- [EXERCISE] List each line in the material below that contains the string "lettering", copying every such line in full. Case matters when matching.

Part of a data file
■ ■ ■ ■ ■ ■ ■
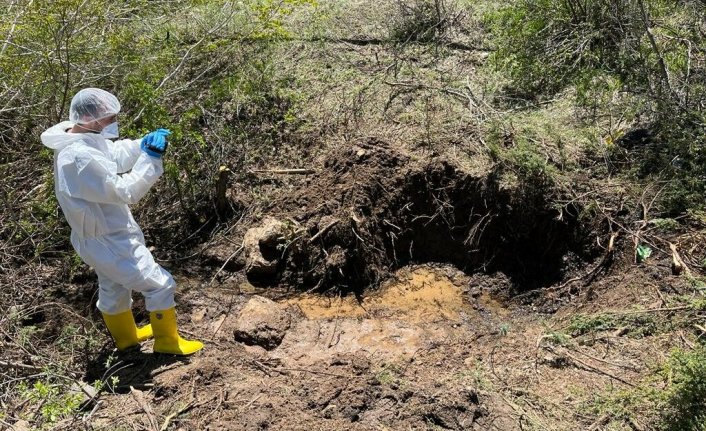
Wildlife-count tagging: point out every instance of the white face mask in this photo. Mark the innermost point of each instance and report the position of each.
(110, 131)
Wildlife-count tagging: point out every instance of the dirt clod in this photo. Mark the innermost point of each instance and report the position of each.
(262, 322)
(261, 247)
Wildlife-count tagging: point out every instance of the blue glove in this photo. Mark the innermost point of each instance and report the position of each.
(155, 143)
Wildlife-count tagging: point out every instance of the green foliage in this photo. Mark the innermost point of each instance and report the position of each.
(557, 338)
(419, 21)
(56, 404)
(628, 62)
(638, 325)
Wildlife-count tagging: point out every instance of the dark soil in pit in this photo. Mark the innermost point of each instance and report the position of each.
(372, 210)
(401, 327)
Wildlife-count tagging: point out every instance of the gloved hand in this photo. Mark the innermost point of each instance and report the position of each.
(155, 143)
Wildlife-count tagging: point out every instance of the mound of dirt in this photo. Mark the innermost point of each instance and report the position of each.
(262, 322)
(372, 210)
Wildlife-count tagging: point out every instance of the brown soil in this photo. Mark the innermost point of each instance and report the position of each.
(401, 279)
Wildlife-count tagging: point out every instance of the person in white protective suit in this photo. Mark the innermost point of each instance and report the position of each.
(95, 180)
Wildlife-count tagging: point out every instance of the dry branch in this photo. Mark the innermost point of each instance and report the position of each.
(323, 231)
(284, 171)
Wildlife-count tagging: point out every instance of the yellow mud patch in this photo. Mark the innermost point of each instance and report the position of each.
(418, 295)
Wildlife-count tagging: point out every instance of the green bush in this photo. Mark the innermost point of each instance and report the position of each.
(629, 63)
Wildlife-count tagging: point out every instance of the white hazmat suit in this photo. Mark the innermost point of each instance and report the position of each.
(95, 181)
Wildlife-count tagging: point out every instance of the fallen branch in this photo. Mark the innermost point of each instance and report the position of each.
(19, 366)
(284, 171)
(606, 259)
(323, 231)
(678, 265)
(235, 253)
(137, 395)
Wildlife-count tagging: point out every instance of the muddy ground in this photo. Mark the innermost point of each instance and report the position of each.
(433, 349)
(392, 294)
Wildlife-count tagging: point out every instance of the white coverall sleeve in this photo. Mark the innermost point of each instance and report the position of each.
(88, 178)
(125, 153)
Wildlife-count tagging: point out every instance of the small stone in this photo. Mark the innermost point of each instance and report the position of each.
(21, 425)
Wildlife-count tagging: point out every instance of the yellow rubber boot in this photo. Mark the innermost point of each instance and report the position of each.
(166, 337)
(124, 331)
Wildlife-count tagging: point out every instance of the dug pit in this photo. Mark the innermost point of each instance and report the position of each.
(424, 306)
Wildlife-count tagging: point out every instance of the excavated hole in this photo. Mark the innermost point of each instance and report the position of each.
(436, 215)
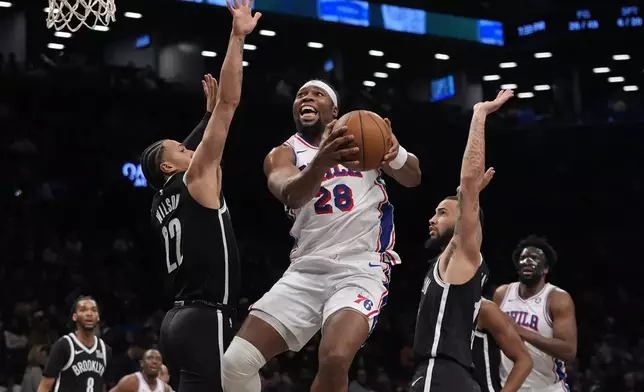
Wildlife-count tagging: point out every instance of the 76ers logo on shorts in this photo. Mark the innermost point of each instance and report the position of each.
(366, 302)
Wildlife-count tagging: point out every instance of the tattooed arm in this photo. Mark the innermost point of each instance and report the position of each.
(203, 177)
(467, 233)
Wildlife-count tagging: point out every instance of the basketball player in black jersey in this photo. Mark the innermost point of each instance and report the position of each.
(78, 361)
(496, 332)
(192, 220)
(451, 293)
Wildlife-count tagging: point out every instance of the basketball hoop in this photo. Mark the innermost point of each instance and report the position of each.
(72, 14)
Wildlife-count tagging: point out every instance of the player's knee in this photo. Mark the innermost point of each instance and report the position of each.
(336, 359)
(241, 360)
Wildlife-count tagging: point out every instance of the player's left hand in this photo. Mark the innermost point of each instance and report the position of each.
(392, 153)
(244, 21)
(210, 88)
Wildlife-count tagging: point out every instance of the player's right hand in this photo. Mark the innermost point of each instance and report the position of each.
(335, 148)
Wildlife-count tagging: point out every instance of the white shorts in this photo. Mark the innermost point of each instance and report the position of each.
(561, 386)
(314, 288)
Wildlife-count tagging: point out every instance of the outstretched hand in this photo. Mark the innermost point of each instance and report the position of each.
(492, 106)
(210, 88)
(244, 21)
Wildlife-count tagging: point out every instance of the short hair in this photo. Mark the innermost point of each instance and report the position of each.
(481, 216)
(541, 243)
(78, 300)
(151, 160)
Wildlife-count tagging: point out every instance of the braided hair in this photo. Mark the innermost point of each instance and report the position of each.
(151, 160)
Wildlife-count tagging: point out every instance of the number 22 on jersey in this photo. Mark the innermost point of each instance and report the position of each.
(172, 236)
(341, 197)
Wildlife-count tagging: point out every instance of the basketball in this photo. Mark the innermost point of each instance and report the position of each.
(371, 135)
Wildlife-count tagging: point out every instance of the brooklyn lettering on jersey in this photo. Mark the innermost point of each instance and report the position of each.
(88, 365)
(524, 319)
(166, 206)
(337, 171)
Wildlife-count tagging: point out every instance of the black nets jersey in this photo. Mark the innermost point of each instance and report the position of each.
(201, 256)
(76, 367)
(487, 360)
(447, 317)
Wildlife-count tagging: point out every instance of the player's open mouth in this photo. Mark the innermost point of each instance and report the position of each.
(308, 113)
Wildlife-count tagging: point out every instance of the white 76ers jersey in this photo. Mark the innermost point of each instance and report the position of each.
(350, 215)
(532, 313)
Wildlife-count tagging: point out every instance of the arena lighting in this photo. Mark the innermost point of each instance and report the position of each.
(510, 64)
(133, 15)
(542, 55)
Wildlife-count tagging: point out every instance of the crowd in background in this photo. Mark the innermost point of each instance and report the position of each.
(72, 223)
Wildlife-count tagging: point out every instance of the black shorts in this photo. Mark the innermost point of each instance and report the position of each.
(192, 341)
(442, 375)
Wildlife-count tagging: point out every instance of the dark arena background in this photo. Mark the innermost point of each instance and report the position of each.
(76, 110)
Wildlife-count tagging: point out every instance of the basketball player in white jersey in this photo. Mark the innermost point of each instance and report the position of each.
(344, 236)
(545, 315)
(148, 379)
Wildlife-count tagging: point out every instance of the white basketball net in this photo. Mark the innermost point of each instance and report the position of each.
(72, 14)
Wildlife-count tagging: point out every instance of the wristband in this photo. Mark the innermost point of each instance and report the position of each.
(400, 159)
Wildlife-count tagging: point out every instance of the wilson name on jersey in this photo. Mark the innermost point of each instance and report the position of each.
(350, 215)
(448, 315)
(532, 313)
(201, 256)
(85, 368)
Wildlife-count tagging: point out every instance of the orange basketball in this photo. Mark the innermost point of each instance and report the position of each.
(371, 135)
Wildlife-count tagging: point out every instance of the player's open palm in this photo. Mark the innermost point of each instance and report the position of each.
(244, 21)
(336, 148)
(492, 106)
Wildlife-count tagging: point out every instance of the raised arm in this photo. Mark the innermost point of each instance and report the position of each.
(493, 320)
(295, 188)
(203, 175)
(58, 358)
(210, 88)
(128, 383)
(400, 164)
(473, 179)
(563, 344)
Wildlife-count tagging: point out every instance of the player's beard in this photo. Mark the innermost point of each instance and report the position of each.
(441, 240)
(311, 131)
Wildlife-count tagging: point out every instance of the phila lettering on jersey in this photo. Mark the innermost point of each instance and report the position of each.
(350, 215)
(144, 387)
(533, 313)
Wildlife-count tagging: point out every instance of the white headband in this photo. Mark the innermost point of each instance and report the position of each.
(323, 86)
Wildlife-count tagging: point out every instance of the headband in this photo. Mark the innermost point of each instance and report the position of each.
(323, 86)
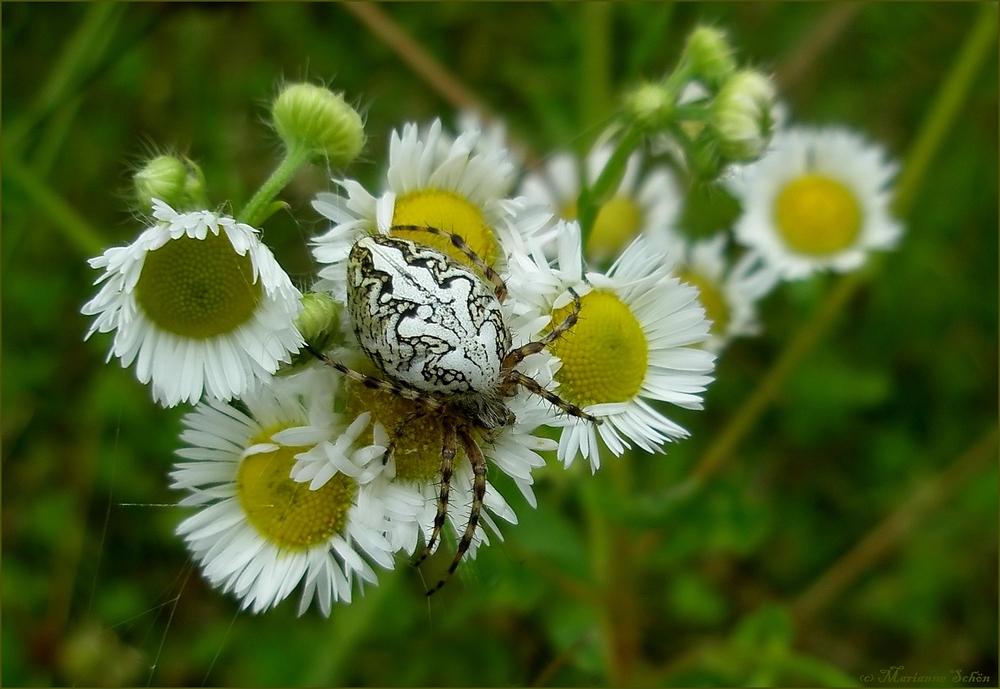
■ ■ ■ ■ ■ ■ ■
- [CORRECT RESULT]
Wildlife-count tagging: point out every instance of the brooklyn lettering on jersey in this photo. Mark the innermost point of each instance and report the position of each.
Wildlife-count tagging: point out every instance of the phila lettering on jersey in this photo. Mark the innermost point of each instance and report the position of each.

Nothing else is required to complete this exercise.